** START OF Data extract **
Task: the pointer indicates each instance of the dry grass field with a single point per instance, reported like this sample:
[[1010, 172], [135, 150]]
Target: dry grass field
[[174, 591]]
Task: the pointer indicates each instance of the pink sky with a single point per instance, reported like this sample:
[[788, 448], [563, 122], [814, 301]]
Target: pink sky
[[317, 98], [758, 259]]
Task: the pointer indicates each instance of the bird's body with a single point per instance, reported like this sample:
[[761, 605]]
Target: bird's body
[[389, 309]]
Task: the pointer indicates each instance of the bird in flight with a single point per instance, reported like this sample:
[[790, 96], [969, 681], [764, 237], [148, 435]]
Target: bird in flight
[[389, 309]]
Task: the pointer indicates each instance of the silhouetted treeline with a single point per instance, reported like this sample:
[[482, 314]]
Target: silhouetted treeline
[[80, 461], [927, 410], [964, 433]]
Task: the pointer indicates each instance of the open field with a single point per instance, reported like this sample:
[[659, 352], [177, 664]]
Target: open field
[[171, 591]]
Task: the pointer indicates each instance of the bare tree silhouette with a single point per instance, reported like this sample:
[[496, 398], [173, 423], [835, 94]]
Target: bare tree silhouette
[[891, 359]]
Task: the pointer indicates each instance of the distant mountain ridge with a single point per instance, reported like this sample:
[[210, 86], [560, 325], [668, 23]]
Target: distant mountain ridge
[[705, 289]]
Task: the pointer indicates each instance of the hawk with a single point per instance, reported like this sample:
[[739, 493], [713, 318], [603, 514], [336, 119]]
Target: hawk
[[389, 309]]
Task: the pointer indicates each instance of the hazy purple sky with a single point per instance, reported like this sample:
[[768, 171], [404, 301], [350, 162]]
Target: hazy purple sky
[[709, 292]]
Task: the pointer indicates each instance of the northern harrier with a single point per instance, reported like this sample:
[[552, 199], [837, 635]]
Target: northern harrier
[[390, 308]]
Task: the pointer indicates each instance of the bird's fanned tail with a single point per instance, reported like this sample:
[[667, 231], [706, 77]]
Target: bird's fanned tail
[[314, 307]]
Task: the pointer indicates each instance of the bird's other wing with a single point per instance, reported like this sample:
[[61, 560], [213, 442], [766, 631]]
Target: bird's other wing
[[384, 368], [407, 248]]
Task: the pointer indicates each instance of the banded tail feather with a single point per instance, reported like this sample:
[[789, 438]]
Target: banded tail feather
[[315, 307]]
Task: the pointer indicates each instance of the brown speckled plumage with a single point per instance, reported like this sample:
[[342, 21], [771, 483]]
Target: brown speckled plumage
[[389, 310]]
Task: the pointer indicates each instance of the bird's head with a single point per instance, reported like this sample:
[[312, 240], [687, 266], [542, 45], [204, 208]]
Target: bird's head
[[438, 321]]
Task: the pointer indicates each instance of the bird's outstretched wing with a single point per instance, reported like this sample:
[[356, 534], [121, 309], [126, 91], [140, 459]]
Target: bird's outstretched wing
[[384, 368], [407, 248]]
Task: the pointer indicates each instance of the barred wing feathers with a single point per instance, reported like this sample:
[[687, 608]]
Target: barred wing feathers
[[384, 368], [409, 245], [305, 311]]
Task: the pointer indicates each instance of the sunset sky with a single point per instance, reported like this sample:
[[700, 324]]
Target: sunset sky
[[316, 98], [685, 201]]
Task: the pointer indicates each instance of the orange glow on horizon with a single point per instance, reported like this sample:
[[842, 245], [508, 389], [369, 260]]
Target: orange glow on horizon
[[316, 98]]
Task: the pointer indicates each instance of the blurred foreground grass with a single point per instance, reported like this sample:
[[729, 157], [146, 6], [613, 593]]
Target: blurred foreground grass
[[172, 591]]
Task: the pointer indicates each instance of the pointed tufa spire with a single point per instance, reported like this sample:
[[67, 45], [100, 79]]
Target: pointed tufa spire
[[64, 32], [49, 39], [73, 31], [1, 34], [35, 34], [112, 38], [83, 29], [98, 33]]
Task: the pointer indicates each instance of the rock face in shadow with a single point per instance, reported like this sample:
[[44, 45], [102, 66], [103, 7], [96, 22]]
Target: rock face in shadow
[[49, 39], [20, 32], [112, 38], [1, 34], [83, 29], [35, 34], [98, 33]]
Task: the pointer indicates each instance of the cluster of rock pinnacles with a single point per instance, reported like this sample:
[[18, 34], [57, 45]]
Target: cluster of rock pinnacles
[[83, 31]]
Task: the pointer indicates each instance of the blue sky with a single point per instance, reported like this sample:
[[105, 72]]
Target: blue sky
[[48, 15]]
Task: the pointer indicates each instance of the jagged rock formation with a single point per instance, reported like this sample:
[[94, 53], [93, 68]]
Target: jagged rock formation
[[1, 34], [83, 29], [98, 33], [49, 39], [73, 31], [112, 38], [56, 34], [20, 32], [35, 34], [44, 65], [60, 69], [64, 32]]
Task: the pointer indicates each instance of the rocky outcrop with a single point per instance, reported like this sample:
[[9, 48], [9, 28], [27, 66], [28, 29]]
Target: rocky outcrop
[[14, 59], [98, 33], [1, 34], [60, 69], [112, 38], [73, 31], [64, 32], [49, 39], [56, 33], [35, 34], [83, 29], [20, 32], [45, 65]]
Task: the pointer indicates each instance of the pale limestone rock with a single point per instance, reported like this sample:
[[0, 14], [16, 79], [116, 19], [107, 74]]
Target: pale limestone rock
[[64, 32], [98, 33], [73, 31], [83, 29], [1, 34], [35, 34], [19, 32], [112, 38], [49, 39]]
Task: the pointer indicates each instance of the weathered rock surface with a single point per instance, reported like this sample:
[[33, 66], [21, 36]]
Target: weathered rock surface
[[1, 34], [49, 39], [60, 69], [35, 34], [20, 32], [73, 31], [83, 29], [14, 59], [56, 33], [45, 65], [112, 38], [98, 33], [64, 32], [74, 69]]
** END OF Data extract **
** START OF Data extract **
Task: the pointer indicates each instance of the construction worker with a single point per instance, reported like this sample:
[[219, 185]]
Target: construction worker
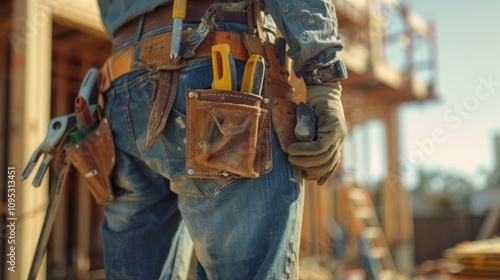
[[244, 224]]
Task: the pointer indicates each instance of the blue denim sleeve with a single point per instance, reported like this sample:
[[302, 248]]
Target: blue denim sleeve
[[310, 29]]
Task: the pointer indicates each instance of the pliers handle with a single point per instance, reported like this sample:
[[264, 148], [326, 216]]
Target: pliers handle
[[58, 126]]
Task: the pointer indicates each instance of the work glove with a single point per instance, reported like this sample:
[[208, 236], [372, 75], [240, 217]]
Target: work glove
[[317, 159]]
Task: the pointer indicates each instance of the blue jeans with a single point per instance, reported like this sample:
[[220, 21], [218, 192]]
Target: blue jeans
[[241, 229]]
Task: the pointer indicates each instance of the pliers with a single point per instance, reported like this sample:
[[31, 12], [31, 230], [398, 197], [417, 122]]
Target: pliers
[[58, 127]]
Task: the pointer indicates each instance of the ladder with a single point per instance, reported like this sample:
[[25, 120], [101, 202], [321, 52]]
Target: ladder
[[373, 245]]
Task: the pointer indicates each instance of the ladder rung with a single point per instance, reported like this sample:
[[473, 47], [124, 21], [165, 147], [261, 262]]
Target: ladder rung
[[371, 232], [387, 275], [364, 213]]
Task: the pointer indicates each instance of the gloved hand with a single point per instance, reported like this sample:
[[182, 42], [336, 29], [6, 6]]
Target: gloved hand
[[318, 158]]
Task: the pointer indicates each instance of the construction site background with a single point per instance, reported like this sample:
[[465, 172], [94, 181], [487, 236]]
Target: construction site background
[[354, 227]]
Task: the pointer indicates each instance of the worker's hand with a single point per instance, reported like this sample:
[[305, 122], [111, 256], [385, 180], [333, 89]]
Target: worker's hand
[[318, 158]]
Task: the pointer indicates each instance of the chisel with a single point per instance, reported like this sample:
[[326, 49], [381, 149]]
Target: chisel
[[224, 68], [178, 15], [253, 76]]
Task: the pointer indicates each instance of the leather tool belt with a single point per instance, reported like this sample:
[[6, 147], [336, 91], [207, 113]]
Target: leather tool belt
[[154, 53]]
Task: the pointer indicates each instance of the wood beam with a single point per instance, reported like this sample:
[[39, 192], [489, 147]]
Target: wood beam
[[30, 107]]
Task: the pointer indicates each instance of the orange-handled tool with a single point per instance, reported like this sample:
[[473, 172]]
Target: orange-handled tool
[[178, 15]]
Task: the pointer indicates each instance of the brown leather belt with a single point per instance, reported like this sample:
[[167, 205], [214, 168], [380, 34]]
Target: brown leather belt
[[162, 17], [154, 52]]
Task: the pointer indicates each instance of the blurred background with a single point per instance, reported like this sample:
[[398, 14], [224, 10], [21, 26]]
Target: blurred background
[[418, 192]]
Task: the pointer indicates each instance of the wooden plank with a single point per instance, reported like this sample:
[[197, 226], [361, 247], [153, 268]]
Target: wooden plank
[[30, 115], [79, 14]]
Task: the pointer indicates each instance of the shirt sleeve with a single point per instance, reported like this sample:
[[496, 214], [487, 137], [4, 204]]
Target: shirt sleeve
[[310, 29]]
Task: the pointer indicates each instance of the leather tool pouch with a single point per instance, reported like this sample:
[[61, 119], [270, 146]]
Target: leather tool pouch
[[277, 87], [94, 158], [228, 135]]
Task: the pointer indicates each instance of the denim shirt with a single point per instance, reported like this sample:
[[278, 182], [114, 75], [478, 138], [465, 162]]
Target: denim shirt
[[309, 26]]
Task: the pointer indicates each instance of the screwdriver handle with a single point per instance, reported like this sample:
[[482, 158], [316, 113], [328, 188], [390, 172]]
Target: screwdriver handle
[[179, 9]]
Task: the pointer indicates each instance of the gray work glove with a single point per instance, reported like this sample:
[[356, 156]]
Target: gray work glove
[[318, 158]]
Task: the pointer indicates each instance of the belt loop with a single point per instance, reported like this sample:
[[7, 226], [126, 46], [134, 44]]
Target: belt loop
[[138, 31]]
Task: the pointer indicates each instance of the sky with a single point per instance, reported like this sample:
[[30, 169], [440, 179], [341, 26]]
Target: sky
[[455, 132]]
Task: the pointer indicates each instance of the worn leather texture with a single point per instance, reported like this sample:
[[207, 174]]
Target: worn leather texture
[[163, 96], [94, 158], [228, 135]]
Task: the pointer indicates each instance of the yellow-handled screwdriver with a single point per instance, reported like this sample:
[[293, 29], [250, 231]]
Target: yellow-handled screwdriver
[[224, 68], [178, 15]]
** END OF Data extract **
* Problem requirements:
Edit the items, starting at the line that has "Task: the pointer indicates each instance of the chisel" and stopping after the line that has "[[309, 26]]". Write those lines out again with "pointer" replaced by "marker" and nothing else altered.

* Final result:
Task: the marker indicates each instance of the chisel with a single point per instance, reported like this sample:
[[326, 49], [381, 149]]
Target: chisel
[[224, 68], [178, 15], [253, 76]]
Task: the marker indicates each instance of the leather tool belt with a single point per instance, reported like this sample:
[[6, 147], [336, 91], [207, 113]]
Target: leather tool belt
[[154, 53]]
Task: the marker indicates each instance of the wood beam with a single point per instance, reported like this sample:
[[39, 192], [489, 147]]
Target: wood beam
[[30, 107]]
Task: the marker indicates each instance of the orange-handled tool with a single point per instance, reported like this sample:
[[473, 172]]
Target: orange-handled tool
[[178, 15]]
Task: the marker indicates each instance of the brown leather belt with a single point per instance, reported like this sample:
[[167, 205], [214, 168], [380, 34]]
Target: brown leather belt
[[162, 17], [154, 52]]
Task: the marker indicates each instance of the blurred background with a single point per instance, reported like this sample:
[[398, 14], [224, 10], [21, 26]]
Target: blurred background
[[418, 192]]
Task: the marker indicates each instance of the wooden plank with a single point per instance, reported like this sample:
[[197, 226], [361, 247], [153, 268]]
Target: wooden plank
[[30, 115], [79, 14]]
Task: the marker indicates each instance of the shirt sleeve with a single point per instance, reported like this sample:
[[496, 214], [487, 137], [4, 204]]
Target: shirt sleeve
[[310, 29]]
Task: the marker indicates each instance of the leather tool pouch with a single point per instance, reported like this sample:
[[61, 119], [270, 146]]
Target: leather tool pouch
[[277, 87], [94, 158], [228, 135]]
Task: the marker indicates each instance of the denim shirt with a single point per instance, reported like this sample:
[[278, 182], [114, 75], [478, 138], [465, 162]]
Target: denim shirt
[[309, 26]]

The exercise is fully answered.